* start TASK MATERIAL *

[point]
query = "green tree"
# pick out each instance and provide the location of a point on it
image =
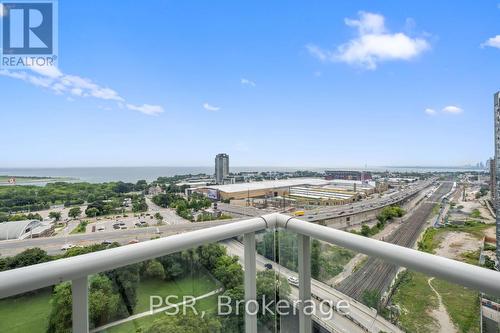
(141, 185)
(104, 304)
(371, 298)
(125, 281)
(55, 215)
(154, 270)
(74, 212)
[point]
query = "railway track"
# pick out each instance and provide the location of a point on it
(376, 274)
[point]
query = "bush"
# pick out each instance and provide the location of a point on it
(154, 270)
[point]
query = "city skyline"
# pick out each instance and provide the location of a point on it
(312, 93)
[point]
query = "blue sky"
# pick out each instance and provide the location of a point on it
(272, 83)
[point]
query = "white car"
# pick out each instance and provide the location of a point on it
(293, 281)
(67, 246)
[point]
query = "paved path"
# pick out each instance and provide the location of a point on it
(361, 319)
(441, 315)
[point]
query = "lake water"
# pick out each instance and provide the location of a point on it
(133, 174)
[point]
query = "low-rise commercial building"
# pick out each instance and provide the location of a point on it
(25, 229)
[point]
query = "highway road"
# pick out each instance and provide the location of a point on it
(361, 318)
(53, 244)
(366, 205)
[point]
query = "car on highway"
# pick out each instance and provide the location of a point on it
(293, 281)
(67, 246)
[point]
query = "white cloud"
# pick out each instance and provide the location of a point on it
(209, 107)
(492, 42)
(452, 109)
(247, 82)
(373, 44)
(148, 109)
(53, 79)
(430, 111)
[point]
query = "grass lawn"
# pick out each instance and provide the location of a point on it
(196, 285)
(415, 295)
(26, 313)
(462, 305)
(432, 236)
(416, 298)
(332, 260)
(209, 305)
(30, 313)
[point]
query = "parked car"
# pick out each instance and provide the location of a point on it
(293, 281)
(67, 246)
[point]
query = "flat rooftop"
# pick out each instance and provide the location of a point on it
(269, 184)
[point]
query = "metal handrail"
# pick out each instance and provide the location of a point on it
(33, 277)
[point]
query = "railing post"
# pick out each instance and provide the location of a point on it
(250, 283)
(305, 321)
(79, 290)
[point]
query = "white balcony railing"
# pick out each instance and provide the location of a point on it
(77, 269)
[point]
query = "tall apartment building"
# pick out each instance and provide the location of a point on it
(493, 180)
(497, 167)
(221, 167)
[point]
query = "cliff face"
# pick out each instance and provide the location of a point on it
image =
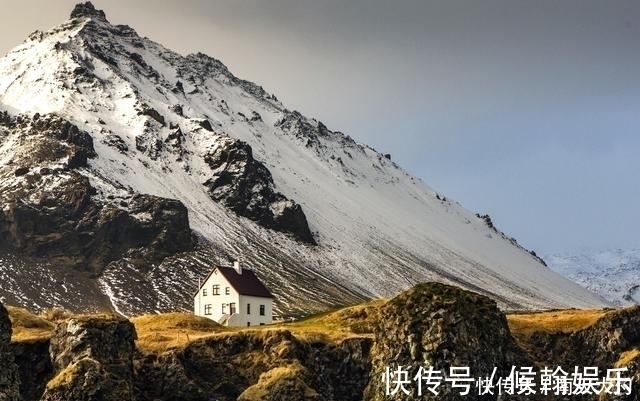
(96, 358)
(9, 379)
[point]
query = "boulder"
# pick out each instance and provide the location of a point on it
(93, 360)
(440, 326)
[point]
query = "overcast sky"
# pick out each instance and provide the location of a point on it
(526, 110)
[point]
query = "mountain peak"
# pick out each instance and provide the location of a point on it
(88, 10)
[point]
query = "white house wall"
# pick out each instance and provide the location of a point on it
(200, 301)
(254, 317)
(216, 301)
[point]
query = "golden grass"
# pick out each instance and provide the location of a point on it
(337, 325)
(523, 325)
(167, 331)
(71, 372)
(28, 327)
(279, 378)
(626, 357)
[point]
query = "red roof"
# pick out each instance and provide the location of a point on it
(246, 283)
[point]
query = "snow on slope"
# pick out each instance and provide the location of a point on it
(378, 229)
(613, 274)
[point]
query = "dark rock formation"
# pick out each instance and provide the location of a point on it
(87, 10)
(245, 185)
(50, 210)
(93, 359)
(34, 366)
(604, 345)
(441, 326)
(267, 365)
(9, 379)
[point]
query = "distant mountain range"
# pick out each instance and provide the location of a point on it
(613, 274)
(127, 170)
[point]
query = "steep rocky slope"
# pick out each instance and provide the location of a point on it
(614, 273)
(110, 143)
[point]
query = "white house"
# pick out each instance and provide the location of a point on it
(234, 296)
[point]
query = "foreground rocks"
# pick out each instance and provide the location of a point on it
(9, 379)
(95, 358)
(440, 326)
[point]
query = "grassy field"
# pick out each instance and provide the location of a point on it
(523, 325)
(164, 332)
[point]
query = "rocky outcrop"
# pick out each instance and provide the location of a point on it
(51, 210)
(34, 366)
(93, 359)
(245, 186)
(9, 379)
(440, 326)
(613, 341)
(263, 365)
(87, 10)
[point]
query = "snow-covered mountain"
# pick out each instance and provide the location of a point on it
(128, 132)
(614, 274)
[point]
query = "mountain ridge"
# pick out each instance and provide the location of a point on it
(167, 125)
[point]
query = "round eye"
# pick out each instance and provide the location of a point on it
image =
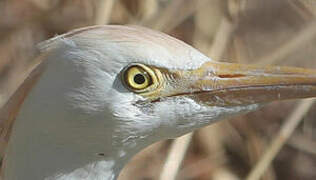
(137, 78)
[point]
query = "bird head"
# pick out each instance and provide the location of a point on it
(112, 90)
(145, 86)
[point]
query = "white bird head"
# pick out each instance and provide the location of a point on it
(112, 90)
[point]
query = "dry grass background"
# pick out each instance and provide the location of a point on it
(277, 142)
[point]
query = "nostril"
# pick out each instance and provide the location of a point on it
(231, 75)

* end TASK MATERIAL *

WORK INSTRUCTIONS:
Give every record back exactly as it reads, with no images.

REPLY TO THE EXERCISE:
[point]
query = "green tree"
# pick out each instance and provide the location of a point on it
image =
(141, 185)
(104, 304)
(371, 298)
(125, 281)
(55, 215)
(154, 270)
(74, 212)
[point]
query = "railway track"
# pick out each instance and provide the location of a point on it
(376, 274)
[point]
query = "bush"
# pick out each instance and provide the location of a point on it
(154, 270)
[point]
query = "city skyline"
# pick out each instance and provide the location of a point on it
(312, 93)
[point]
query = "blue sky"
# pick out each instance and provide the location of a point on it
(272, 83)
[point]
query = "white car"
# pick out each instance and provide the location of a point on it
(293, 281)
(67, 246)
[point]
query = "paved path"
# pick out each instance and provide the location of a point on it
(361, 319)
(441, 315)
[point]
query = "lake water"
# pick out each instance and provide the location of a point on it
(133, 174)
[point]
query = "low-rise commercial building"
# pick out each instance and provide the location of a point on it
(25, 229)
[point]
query = "highway road"
# pick out each instance and provide the location of a point on it
(361, 318)
(53, 244)
(366, 205)
[point]
query = "car on highway"
# pick out each instance and provide the location of a point on it
(293, 281)
(67, 246)
[point]
query = "white cloud"
# pick out each instance and provide the location of a point on it
(209, 107)
(492, 42)
(452, 109)
(247, 82)
(373, 44)
(148, 109)
(53, 79)
(430, 111)
[point]
query = "grass lawn"
# pick out each instance and provide the location of a point on it
(196, 285)
(415, 295)
(26, 313)
(462, 305)
(432, 236)
(416, 298)
(332, 260)
(209, 305)
(30, 313)
[point]
query = "parked car"
# pick out each instance and provide the location of a point on it
(293, 281)
(67, 246)
[point]
query = "flat rooftop"
# pick out each instance and provide the location of a point on it
(269, 184)
[point]
query = "metal handrail"
# pick out each instance and provide the location of a point on it
(33, 277)
[point]
query = "railing post"
# pick out each instance and provide the location of a point on it
(250, 283)
(305, 321)
(79, 290)
[point]
query = "white balcony railing"
# pick out each instance and provide the location of a point on it
(77, 269)
[point]
query = "tall apartment building"
# pick out each instance and provide the location of a point on it
(493, 180)
(497, 167)
(221, 167)
[point]
query = "cliff face"
# pick out each instance and provide the location of a point on it
image =
(96, 358)
(9, 379)
[point]
query = "boulder"
# pick out each instance and provide the location of a point on it
(93, 360)
(440, 326)
[point]
query = "overcast sky"
# pick out each instance and provide the location of a point on it
(526, 110)
[point]
query = "mountain peak"
# pick out each instance and provide the location of a point on it
(88, 10)
[point]
query = "white house wall"
# pick out each instance and provide the location of a point on it
(200, 301)
(254, 317)
(216, 301)
[point]
query = "golden grass"
# pick out each instance and provide the location of a point on it
(337, 325)
(523, 325)
(167, 331)
(71, 372)
(28, 327)
(279, 378)
(626, 357)
[point]
query = "red roof"
# pick out each instance and provide the location of a point on it
(246, 283)
[point]
query = "snow on slope"
# pick out each instance and provide the location of a point on it
(378, 229)
(613, 274)
[point]
query = "dark rock formation"
# pick out each instance and provide the location of a point on it
(87, 10)
(245, 185)
(50, 210)
(93, 359)
(34, 366)
(604, 345)
(441, 326)
(267, 365)
(9, 379)
[point]
query = "distant mountain range"
# pick out each instance and provide the location of a point on it
(613, 274)
(127, 170)
[point]
query = "steep rocky slope"
# pick out each instance and provide the location of a point on it
(614, 273)
(110, 143)
[point]
query = "white house"
# pick out each instance and provide the location of a point on it
(234, 296)
[point]
query = "foreground rocks"
# pick out each instance and provide the location of a point on it
(9, 379)
(95, 358)
(440, 326)
[point]
query = "grassy field"
# pick out each instance and provide the location of a point on it
(523, 325)
(164, 332)
[point]
query = "rocky outcrop"
# pick out each instance and provide the location of a point on it
(51, 210)
(34, 366)
(93, 359)
(245, 186)
(9, 379)
(440, 326)
(613, 341)
(263, 365)
(87, 10)
[point]
query = "snow-covered mountain"
# pick out each instance and provide the location of a point on it
(128, 132)
(614, 274)
[point]
query = "mountain ridge"
# pick out each instance and provide the location of a point on it
(167, 125)
[point]
query = "round eye"
# pick out each instance and provide the location of a point on it
image =
(137, 78)
[point]
query = "bird head"
# pick out each instance and provide the location of a point on it
(112, 90)
(145, 86)
[point]
query = "white bird head"
# pick out each instance and provide the location of a point on it
(112, 90)
[point]
query = "dry grass background"
# pick out each instance and provide the location of a point on it
(277, 142)
[point]
query = "nostril"
# pick out each instance and provide the location of a point on it
(231, 75)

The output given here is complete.